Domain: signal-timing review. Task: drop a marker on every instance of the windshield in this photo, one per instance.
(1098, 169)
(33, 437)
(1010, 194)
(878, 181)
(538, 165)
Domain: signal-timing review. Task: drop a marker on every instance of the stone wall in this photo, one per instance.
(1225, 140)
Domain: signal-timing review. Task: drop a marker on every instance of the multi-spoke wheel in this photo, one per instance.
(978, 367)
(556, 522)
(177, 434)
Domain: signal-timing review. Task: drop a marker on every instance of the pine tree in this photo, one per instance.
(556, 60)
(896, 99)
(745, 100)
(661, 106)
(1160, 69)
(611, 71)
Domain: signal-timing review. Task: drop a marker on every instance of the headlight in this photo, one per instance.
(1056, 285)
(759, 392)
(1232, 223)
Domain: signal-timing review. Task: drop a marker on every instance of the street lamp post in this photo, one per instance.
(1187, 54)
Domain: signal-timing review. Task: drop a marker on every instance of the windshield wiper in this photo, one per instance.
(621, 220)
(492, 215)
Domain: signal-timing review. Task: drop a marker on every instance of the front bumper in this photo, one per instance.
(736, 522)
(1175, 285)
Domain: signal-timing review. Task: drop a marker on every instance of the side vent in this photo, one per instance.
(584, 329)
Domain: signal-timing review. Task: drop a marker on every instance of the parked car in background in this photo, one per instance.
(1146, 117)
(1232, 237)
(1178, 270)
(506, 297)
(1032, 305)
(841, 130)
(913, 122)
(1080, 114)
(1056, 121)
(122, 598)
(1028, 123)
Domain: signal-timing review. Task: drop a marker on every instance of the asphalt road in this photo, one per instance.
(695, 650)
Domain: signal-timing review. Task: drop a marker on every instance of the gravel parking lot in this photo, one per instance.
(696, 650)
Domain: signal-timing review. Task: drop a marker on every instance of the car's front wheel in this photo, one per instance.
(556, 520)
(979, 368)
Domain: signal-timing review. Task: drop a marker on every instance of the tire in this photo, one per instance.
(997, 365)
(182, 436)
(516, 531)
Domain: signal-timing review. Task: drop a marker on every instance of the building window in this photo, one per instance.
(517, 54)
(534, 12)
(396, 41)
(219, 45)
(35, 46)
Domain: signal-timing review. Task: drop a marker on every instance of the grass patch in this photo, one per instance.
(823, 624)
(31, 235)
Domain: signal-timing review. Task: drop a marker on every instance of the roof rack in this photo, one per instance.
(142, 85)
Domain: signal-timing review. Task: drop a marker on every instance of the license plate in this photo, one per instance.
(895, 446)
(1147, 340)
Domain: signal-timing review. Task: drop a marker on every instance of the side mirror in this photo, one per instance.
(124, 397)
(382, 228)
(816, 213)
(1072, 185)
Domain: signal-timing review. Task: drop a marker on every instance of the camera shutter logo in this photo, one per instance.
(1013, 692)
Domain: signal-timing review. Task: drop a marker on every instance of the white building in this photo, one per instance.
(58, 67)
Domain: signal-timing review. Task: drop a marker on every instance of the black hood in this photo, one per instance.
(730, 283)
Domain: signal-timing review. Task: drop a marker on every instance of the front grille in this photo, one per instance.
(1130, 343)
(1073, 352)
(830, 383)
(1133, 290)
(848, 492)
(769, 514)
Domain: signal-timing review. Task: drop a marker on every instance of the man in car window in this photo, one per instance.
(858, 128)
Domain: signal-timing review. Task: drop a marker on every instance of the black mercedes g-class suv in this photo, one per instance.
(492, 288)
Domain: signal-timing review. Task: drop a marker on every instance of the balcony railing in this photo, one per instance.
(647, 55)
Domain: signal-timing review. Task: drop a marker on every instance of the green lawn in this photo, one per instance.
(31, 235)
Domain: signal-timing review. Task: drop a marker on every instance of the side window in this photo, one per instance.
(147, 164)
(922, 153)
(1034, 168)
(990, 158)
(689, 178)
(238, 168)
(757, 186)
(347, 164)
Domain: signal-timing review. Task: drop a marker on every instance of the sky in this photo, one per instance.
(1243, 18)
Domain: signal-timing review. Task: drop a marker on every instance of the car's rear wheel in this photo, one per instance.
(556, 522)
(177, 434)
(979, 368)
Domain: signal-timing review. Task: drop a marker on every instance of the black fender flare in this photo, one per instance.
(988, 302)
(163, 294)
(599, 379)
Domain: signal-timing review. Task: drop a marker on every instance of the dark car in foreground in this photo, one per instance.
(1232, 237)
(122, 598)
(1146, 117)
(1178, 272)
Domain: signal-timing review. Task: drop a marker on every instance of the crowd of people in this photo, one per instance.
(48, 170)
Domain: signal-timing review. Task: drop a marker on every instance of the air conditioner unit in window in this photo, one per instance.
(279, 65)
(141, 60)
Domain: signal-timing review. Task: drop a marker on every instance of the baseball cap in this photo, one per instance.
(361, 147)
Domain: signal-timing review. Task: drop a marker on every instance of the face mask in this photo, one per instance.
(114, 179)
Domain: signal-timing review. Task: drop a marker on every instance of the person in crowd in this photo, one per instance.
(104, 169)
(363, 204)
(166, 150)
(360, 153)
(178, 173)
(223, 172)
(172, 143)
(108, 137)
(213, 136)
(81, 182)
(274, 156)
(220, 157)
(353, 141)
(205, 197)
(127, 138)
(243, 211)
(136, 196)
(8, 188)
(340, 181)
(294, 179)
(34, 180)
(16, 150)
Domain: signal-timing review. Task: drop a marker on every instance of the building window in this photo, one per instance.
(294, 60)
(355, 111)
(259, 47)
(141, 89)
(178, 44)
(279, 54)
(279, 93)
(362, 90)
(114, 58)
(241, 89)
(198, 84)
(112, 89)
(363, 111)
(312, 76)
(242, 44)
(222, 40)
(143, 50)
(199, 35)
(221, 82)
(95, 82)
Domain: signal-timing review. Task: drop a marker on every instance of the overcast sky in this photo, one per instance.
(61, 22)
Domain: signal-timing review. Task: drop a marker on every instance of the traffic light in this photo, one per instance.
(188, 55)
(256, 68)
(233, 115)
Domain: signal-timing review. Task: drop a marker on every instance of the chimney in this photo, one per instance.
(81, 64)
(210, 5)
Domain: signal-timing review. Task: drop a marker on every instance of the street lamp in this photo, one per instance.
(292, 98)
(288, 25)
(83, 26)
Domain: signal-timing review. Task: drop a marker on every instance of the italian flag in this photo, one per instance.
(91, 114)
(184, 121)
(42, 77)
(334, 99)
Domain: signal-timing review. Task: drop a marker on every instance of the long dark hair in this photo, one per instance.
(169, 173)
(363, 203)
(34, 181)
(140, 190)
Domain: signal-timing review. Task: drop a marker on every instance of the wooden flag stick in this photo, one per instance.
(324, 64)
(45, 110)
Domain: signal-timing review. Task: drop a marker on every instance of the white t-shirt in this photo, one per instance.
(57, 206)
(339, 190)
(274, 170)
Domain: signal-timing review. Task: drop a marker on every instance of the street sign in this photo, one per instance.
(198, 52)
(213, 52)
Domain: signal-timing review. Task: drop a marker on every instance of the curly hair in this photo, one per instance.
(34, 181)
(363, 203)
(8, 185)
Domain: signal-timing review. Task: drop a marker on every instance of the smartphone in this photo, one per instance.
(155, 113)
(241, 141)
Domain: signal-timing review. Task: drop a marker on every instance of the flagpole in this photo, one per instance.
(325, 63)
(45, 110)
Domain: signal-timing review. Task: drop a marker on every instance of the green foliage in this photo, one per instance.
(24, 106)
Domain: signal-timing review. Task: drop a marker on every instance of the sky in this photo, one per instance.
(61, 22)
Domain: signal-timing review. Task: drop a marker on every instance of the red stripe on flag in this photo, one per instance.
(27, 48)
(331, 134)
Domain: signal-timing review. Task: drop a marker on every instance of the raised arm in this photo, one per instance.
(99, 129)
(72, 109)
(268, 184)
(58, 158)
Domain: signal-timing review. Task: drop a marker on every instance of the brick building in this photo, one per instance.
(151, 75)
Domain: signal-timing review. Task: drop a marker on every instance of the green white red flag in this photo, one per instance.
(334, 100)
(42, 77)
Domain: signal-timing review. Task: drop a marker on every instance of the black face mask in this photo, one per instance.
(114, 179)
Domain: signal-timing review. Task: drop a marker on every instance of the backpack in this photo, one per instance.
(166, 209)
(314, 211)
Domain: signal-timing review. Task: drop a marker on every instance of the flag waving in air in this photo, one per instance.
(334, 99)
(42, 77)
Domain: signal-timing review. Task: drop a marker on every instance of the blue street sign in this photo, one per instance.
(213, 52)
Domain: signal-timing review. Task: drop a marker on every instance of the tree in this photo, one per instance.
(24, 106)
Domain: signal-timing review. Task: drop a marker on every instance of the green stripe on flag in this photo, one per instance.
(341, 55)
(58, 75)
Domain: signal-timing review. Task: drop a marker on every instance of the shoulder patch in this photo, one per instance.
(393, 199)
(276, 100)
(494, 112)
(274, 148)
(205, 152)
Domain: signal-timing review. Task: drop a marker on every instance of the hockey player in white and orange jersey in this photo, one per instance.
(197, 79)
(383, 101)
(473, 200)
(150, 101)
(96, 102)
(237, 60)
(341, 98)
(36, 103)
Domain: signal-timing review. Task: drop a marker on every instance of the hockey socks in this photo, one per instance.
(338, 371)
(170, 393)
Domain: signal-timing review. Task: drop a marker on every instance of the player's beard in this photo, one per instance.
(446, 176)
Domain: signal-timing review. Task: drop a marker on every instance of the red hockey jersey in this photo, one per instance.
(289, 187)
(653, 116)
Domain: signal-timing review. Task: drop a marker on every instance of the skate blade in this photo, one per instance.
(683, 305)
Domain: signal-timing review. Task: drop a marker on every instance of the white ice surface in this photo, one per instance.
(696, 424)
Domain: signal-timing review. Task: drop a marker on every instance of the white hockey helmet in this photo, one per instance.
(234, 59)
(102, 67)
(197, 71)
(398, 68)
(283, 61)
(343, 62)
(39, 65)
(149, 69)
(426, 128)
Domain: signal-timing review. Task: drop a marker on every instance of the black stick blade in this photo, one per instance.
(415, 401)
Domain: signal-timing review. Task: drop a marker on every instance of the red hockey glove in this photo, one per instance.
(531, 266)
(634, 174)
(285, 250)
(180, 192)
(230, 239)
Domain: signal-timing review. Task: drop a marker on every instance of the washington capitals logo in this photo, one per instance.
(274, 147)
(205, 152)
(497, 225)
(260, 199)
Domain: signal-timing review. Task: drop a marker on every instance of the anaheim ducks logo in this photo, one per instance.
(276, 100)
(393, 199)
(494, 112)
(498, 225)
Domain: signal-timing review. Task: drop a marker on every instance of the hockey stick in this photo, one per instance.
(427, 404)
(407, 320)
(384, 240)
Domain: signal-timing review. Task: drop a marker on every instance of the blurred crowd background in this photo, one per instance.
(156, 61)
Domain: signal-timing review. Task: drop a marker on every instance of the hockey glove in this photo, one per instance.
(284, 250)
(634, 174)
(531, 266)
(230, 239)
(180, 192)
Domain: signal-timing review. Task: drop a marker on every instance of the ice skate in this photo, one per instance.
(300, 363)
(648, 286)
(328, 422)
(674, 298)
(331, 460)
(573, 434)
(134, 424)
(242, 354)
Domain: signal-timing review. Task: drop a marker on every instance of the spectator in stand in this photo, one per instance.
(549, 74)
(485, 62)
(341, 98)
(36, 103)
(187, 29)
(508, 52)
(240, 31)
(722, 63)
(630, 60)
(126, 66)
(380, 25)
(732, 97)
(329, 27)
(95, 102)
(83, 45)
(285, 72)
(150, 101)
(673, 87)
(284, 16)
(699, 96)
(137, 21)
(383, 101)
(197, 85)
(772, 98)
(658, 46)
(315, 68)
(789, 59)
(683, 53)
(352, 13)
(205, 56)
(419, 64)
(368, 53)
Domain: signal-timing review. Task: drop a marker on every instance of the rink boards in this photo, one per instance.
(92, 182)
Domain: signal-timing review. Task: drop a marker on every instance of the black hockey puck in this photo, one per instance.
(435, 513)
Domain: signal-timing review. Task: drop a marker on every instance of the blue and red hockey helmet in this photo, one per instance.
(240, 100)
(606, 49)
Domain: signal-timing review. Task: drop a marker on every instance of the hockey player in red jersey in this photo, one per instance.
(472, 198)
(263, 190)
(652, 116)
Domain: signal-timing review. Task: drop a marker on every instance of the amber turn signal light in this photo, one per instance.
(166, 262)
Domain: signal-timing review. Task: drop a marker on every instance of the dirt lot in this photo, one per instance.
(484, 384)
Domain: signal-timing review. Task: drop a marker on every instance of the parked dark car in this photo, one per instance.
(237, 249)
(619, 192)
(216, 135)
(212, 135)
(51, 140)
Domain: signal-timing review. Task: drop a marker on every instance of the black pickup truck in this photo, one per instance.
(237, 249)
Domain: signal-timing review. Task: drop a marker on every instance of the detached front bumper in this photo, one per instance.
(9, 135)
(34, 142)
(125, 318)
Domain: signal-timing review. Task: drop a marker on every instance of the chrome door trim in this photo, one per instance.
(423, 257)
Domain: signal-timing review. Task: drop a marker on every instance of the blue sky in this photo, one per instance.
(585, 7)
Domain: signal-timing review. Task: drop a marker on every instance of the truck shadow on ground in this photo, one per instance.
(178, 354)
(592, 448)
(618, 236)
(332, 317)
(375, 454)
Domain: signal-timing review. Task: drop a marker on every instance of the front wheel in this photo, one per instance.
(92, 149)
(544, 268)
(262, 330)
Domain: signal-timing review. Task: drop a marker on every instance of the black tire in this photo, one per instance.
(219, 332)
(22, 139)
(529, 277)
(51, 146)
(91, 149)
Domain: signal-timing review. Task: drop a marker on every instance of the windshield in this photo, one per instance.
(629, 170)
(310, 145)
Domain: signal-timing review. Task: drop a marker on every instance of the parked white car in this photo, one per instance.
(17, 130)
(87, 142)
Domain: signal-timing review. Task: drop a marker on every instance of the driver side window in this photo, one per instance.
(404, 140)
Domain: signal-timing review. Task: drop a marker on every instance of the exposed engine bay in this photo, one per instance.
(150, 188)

What this task involves -
Rewrite the items above from the line with "post in this photo, one per instance." up to and including the line with "(1175, 285)", replacing "drop a marker" with "place a dot" and leaving everything else unchanged; give only those lines.

Answer to this task -
Domain: signal-timing review. Task: place a dot on every instance of the street lamp post in this photo, one per instance.
(1187, 54)
Domain: signal-timing review. Task: place a dot on every instance of the windshield wiper in this photo, one per instance.
(621, 220)
(492, 215)
Domain: signal-timing review. Task: place a dot on every instance of the front bumper in this photo, one per instance.
(736, 522)
(1175, 285)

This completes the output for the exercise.